OPERAZIONI RICHIESTE -
1. Rispondi alle domande sul brano dedicato al romanzo:
(a) Quale città è costretta a lasciare Alessandra adolescente?
(b) Presso chi abiterà Alessandra in Abruzzo?
(c) Come si chiama l'uomo che Alessandra sposerà?
2. Elenca tutte le righe che contengono la parola "beach".

ESTRATTO DELLA PAGINA -
****
Partendo da questo presupposto il romanzo è proprio il precipitare di Alessandra in un pozzo profondissimo: qualcosa che proviene da una secolare tradizione di soggezione e schiavitù e che la protagonista cercherà di superare, arrancando nel tentativo di risalire da quel pozzo, per usare le parole di Ginzburg. Questo destino aveva segnato la madre, sopraffatta dal dolore per la morte mai superata del figlio Alessandro e per un amore impossibile, che si farà inghiottire dallo stesso fiume che aveva portato via suo figlio; di fronte alla tragedia Alessandra adolescente è costretta a lasciare Roma per andare in Abruzzo. Qui abiterà dalla nonna, in un ambiente molto chiuso e severo, ma accogliente dal punto di vista affettivo, e aperto ai ritmi della stagioni, anche se lei soffre terribilmente per il senso di soffocamento della cultura patriarcale contadina. E qui Alessandra incontrerà Francesco, l´uomo “fatale” che sposerà e amerà incondizionatamente. Durante la guerra, che soffriranno e vivranno in maniera diversa, scoprirà quasi subito quanto sia deludente e frustrante la vita all'interno anche dei matrimoni felici.
****
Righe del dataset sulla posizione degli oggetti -
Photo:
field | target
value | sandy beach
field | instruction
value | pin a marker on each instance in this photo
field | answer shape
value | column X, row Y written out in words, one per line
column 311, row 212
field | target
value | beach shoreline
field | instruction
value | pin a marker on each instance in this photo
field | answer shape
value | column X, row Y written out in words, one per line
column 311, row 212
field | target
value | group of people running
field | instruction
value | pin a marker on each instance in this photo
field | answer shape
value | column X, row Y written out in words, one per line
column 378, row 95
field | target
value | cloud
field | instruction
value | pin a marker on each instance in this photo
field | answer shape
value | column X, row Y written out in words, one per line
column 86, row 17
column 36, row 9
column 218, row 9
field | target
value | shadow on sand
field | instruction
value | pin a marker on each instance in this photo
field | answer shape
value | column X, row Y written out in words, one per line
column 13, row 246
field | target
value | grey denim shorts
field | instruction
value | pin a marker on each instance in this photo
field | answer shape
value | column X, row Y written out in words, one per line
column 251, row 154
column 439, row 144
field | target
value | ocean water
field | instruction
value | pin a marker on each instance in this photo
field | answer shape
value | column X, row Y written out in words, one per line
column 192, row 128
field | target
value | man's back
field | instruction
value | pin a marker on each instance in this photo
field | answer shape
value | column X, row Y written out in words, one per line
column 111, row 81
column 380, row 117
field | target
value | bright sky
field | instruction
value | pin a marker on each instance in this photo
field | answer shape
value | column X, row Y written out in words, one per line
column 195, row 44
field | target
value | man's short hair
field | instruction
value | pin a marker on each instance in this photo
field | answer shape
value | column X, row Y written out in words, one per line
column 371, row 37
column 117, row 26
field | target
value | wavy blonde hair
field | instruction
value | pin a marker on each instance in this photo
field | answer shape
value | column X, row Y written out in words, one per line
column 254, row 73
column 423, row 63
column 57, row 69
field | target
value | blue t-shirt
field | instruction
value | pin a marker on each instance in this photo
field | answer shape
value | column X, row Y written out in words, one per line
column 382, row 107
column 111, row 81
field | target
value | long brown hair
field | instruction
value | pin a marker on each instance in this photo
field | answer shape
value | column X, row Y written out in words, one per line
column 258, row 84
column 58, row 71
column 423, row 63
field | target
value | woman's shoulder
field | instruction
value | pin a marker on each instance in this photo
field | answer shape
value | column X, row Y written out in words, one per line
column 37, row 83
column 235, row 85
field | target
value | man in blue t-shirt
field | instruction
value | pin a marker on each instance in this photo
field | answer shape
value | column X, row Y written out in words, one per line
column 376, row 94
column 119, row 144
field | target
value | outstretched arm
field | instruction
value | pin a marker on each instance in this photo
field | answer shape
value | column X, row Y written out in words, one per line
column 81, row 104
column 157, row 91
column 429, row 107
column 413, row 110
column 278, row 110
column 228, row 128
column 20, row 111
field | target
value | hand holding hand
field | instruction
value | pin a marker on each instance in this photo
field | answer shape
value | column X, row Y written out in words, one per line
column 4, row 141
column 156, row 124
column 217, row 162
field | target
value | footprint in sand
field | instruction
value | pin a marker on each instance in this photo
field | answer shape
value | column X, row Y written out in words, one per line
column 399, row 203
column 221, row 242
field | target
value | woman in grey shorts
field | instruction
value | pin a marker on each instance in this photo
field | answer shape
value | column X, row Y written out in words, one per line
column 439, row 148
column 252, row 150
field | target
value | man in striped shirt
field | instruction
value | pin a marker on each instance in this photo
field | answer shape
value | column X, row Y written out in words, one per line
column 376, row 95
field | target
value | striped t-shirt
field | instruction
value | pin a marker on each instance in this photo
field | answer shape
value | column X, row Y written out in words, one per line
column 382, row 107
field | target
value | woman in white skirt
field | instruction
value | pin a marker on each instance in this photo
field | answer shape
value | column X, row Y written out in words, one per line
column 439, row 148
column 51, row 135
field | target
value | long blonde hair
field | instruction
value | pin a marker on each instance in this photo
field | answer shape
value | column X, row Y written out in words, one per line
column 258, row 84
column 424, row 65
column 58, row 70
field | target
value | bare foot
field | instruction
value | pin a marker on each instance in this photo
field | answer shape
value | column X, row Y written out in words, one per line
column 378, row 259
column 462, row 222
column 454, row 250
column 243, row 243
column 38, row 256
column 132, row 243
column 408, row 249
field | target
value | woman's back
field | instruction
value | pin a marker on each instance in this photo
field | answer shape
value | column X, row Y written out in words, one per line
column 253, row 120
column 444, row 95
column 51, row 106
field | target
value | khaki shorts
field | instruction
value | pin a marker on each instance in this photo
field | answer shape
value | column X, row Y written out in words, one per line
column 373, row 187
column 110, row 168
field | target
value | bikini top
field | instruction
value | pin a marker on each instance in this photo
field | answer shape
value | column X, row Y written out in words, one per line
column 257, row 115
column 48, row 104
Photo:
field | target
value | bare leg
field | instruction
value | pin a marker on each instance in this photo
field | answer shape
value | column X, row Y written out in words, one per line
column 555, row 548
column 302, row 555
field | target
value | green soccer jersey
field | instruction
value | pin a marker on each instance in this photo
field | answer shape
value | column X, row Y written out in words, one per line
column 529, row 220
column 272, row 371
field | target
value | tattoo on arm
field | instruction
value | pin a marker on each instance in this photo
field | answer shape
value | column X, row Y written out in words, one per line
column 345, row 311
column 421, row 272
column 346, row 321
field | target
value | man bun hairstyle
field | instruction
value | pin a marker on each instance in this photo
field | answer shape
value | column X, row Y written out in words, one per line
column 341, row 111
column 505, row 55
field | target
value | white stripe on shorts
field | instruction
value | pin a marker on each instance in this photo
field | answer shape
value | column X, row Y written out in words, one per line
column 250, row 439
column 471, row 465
****
RISULTATI ATTESI -
1.
(a) Roma.
(b) Presso la nonna.
(c) Francesco.

2.
value | sandy beach
value | beach shoreline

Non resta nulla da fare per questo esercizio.